With nothing left out, give the data back exactly.

Natural-language object grounding data:
===============
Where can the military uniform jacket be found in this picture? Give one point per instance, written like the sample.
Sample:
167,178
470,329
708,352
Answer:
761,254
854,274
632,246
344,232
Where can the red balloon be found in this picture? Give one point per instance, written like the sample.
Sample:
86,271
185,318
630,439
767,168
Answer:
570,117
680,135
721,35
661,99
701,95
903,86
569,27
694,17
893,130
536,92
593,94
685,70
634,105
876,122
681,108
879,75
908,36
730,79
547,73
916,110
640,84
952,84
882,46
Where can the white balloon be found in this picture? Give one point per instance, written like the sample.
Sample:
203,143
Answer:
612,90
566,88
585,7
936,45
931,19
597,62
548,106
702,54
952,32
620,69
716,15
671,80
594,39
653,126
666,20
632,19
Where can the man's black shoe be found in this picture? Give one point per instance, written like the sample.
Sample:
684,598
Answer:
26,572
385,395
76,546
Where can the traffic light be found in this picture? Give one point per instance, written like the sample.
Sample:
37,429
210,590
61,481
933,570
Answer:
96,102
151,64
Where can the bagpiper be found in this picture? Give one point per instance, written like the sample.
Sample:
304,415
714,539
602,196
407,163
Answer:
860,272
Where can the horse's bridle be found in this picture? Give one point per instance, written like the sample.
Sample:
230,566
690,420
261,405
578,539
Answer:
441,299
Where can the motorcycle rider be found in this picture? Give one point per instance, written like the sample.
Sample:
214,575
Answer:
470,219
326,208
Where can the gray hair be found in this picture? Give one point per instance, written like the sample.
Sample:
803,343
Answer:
===============
ANSWER TO THIS TASK:
Where can the military uniform jacket be found in this picture? Give one point per instance, written like the sample.
Sample:
167,178
470,329
708,352
Answer:
761,254
854,274
632,246
344,232
Where can the red balloon be found in this picture? Give one point per instance, written like the sample.
Sample:
86,271
185,318
630,439
767,168
Answer:
570,117
680,135
721,35
661,99
701,95
903,86
569,27
694,17
893,130
536,92
593,94
685,70
634,105
876,122
681,108
879,75
908,36
730,79
547,73
916,110
640,84
952,84
882,46
Where can the white balloon be found in this picture? Give one point per instance, written like the sample.
Sample:
203,143
Answer:
612,90
566,88
585,7
936,45
931,19
597,62
548,106
702,54
952,32
620,69
716,15
671,80
594,39
653,126
666,20
632,19
Where can the man's black shoe be found in this picture? Give one point per instance, written like the sample.
Sample:
684,598
Answer:
26,572
385,395
76,546
Where can the traffic light be found in this picture? Give one point per instance, written like the sample.
Sample:
37,429
210,590
61,481
933,570
Answer:
96,102
151,64
Where can the bagpiper be found in this picture? Give one point per instance, written like the sample.
Sample:
304,415
714,539
602,196
407,163
Answer:
860,272
Where can the horse's bridle be found in this picture? Give one point per instance, written like the sample.
Sample:
230,566
690,420
261,405
578,539
Answer:
441,299
Where can the motorcycle rider be found in this picture? Give one point per instance, written like the sample.
Sample:
214,575
Answer:
470,219
326,208
Where can the gray hair be found in this picture? Give one point per instance, written like the sample.
Sample:
803,343
Answer:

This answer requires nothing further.